§ Given request: Can you copy out word for word everything from the line containing "the duck's red" down to the line containing "Target: duck's red bill", including both of those lines?

### Entries provided ###

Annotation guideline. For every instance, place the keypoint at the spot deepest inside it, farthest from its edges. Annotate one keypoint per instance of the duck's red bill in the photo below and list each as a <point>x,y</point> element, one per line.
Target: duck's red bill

###
### Entries provided ###

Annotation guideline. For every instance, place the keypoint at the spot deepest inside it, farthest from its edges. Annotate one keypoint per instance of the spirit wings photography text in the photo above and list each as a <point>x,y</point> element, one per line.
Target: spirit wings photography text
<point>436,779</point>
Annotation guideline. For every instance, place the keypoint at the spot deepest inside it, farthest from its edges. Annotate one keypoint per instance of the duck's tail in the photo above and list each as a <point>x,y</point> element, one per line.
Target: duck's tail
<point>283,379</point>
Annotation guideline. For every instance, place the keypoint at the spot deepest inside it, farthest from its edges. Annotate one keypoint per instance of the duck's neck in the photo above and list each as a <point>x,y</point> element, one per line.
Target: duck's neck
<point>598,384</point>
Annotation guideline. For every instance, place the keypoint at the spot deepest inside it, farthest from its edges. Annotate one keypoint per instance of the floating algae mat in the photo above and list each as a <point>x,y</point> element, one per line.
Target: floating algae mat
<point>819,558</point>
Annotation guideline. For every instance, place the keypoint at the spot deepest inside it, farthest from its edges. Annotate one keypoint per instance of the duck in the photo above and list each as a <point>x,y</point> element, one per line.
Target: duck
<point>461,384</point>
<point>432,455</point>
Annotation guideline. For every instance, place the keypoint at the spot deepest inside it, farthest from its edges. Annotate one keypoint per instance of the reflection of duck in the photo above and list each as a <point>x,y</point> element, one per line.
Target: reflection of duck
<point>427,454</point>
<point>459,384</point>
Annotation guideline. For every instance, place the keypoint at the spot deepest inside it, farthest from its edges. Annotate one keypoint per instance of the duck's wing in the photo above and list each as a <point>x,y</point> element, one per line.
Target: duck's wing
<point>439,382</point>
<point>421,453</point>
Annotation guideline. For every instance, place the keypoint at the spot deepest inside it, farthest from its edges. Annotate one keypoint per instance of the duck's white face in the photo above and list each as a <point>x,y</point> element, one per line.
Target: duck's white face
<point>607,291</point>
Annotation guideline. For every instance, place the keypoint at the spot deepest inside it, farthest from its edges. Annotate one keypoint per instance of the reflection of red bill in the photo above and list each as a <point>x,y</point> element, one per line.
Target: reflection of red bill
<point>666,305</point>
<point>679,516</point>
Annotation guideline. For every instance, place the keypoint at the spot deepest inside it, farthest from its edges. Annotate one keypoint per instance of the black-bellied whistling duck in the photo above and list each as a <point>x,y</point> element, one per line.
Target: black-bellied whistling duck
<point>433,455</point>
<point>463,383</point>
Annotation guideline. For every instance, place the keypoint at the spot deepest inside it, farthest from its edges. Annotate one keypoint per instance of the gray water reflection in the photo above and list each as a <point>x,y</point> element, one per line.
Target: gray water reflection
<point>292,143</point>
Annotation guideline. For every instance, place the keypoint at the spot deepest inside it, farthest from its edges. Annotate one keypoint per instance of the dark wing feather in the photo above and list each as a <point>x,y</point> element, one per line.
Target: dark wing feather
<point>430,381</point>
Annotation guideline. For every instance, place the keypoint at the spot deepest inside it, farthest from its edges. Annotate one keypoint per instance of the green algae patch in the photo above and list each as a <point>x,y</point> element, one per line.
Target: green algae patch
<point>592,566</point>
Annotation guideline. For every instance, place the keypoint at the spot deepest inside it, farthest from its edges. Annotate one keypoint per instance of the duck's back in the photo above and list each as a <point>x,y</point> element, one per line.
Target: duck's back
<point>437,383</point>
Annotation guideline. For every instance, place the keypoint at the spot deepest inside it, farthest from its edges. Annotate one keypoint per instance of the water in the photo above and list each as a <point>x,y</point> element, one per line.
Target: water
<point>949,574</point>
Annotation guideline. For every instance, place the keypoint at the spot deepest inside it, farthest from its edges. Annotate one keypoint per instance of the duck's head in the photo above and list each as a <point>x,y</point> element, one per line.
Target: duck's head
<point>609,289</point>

###
### Entries provided ###

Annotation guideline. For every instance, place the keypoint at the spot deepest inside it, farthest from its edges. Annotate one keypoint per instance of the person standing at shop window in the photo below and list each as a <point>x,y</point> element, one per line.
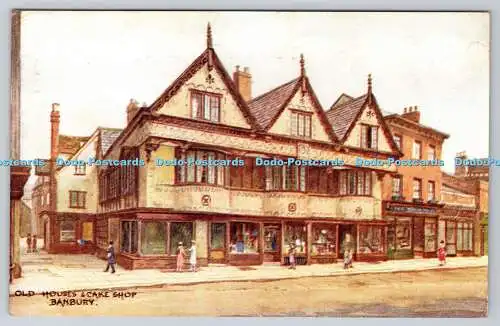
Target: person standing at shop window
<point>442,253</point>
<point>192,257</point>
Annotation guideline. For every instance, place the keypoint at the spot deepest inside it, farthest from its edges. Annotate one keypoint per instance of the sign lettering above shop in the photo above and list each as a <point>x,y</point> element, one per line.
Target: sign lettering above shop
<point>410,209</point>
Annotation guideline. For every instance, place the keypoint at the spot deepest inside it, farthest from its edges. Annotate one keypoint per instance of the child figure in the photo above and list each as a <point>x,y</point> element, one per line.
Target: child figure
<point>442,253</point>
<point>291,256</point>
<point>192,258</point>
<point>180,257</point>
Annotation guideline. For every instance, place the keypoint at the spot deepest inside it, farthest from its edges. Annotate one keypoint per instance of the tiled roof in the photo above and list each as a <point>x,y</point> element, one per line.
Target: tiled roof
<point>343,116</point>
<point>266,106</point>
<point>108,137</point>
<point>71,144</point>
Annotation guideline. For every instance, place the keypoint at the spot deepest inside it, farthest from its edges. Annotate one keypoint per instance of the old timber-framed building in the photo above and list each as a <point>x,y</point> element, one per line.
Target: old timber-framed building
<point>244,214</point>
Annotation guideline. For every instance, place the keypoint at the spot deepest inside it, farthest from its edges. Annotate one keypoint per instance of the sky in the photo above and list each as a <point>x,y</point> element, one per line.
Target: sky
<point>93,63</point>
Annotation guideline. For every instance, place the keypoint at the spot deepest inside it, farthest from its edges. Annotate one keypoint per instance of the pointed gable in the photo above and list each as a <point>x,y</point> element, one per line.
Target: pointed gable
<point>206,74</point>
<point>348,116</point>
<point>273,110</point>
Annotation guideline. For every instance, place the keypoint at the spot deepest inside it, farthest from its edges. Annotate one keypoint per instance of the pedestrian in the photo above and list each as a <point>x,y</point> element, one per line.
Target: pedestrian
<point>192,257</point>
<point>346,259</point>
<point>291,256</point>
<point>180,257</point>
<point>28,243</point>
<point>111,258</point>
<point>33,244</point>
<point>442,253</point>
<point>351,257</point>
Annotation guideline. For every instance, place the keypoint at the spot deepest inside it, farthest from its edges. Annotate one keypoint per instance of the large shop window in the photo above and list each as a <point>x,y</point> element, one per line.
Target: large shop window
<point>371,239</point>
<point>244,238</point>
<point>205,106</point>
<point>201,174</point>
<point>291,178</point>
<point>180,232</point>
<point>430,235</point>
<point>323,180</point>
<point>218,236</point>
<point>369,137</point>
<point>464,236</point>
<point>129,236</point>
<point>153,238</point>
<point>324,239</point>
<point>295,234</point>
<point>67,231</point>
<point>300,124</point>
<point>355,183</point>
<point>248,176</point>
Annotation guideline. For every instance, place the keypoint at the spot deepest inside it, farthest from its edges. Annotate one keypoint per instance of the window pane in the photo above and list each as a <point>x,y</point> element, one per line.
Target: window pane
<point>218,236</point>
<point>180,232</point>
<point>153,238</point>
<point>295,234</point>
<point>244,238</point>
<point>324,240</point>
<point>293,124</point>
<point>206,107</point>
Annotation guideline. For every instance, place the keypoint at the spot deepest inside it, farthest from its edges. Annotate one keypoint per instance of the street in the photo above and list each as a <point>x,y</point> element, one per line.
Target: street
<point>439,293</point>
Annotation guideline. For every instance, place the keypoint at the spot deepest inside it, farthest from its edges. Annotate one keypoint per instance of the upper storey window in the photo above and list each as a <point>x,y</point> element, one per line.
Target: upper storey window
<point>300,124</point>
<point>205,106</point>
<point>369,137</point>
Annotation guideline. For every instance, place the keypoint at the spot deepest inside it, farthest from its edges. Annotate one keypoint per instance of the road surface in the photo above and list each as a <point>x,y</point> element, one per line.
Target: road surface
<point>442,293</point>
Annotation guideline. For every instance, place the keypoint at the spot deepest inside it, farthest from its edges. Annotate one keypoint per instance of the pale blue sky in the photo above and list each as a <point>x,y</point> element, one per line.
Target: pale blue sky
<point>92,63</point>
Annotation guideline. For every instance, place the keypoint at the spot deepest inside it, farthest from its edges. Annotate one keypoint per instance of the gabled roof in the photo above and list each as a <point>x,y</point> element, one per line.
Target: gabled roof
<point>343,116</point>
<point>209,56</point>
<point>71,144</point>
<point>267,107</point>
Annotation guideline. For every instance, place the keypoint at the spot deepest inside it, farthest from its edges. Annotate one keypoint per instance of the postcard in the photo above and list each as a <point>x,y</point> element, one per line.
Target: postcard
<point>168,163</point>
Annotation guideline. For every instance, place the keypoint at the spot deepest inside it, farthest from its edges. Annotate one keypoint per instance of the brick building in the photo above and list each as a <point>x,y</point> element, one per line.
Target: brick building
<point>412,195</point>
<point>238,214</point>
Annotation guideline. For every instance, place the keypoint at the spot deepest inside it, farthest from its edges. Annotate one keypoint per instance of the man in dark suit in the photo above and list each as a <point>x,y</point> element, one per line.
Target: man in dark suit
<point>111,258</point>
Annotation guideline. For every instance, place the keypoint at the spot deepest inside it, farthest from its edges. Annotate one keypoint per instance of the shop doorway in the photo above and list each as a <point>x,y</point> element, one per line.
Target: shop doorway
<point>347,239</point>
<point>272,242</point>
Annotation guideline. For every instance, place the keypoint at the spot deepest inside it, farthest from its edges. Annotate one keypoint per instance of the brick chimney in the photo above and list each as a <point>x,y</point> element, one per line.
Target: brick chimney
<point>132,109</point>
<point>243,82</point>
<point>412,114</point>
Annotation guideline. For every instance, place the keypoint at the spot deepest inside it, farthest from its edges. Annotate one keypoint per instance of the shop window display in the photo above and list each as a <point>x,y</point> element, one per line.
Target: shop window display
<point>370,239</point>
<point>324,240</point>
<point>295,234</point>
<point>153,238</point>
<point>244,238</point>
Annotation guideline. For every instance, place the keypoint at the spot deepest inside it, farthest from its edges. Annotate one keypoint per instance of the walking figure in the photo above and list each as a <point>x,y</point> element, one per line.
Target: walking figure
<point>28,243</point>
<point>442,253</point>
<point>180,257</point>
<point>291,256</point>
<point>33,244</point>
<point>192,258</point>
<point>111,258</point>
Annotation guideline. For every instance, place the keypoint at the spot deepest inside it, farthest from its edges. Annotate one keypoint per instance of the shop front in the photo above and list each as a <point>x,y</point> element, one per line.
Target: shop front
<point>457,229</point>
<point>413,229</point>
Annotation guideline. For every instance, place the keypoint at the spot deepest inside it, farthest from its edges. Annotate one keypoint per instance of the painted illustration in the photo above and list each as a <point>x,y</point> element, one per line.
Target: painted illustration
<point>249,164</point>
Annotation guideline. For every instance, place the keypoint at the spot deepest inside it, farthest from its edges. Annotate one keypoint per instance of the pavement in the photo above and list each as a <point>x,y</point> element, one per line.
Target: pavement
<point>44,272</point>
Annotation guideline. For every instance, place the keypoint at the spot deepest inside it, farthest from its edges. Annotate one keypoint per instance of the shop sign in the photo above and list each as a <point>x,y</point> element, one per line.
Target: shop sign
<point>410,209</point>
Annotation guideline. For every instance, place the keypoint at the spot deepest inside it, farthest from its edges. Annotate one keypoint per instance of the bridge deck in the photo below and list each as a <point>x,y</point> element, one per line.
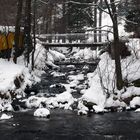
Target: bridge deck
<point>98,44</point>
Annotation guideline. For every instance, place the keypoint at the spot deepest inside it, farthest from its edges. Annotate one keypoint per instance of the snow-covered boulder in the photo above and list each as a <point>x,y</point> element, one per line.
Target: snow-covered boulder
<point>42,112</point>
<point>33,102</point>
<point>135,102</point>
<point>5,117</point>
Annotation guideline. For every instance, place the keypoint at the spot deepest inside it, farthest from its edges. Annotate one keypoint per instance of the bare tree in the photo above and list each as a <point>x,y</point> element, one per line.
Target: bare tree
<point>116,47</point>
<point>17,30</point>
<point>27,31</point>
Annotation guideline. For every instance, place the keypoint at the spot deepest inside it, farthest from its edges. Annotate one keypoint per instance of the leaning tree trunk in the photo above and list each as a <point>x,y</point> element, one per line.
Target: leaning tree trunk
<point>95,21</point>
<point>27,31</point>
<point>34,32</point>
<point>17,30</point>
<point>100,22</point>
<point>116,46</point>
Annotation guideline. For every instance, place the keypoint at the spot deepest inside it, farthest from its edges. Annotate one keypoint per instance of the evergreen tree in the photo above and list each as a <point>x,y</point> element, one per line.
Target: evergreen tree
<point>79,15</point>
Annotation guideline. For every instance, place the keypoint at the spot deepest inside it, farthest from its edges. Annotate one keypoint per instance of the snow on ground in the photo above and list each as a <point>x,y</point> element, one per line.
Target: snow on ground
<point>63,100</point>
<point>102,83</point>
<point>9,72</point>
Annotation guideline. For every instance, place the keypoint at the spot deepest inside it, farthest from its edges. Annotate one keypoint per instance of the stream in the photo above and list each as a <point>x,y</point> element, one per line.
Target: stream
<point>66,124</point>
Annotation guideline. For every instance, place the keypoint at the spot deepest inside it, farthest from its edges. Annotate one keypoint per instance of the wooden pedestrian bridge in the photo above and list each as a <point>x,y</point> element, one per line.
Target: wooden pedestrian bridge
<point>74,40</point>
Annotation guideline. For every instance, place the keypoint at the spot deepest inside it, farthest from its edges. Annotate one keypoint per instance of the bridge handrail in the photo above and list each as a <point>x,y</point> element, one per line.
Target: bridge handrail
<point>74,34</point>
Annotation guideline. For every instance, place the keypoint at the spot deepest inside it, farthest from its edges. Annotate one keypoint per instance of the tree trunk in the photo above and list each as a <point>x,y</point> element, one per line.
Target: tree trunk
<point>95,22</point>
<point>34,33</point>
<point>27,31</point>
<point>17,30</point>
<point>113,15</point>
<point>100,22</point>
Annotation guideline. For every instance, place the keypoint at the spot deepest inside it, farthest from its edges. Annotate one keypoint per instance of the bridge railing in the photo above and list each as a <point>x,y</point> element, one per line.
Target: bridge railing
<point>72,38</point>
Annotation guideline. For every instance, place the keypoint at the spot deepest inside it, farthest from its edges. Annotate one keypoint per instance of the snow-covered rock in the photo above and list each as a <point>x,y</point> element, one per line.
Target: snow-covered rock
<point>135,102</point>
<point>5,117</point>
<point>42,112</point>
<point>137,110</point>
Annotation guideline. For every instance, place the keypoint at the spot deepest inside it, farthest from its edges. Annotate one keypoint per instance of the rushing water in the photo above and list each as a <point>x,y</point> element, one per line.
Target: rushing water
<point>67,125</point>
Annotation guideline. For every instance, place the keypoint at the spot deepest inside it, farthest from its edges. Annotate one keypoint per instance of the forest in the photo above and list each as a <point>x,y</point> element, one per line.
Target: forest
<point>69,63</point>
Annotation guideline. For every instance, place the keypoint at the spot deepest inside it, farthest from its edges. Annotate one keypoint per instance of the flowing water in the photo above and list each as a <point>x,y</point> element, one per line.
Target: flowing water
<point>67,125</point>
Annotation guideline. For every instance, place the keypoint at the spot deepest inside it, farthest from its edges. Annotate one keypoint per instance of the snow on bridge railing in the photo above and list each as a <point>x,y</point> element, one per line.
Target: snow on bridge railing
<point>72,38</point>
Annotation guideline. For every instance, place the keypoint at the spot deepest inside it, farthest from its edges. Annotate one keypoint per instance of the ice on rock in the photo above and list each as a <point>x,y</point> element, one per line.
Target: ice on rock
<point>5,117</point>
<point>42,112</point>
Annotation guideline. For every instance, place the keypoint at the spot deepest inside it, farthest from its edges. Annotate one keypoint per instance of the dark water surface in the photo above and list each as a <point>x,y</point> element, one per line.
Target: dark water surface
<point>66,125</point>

###

§ Finished task:
Annotation guideline. For every instance, place the keypoint at the spot deepest inside it, farthest from its edges. Annotate one keypoint per instance of the duck's red bill in the photo below and list each as a <point>x,y</point> element, one per line.
Target: duck's red bill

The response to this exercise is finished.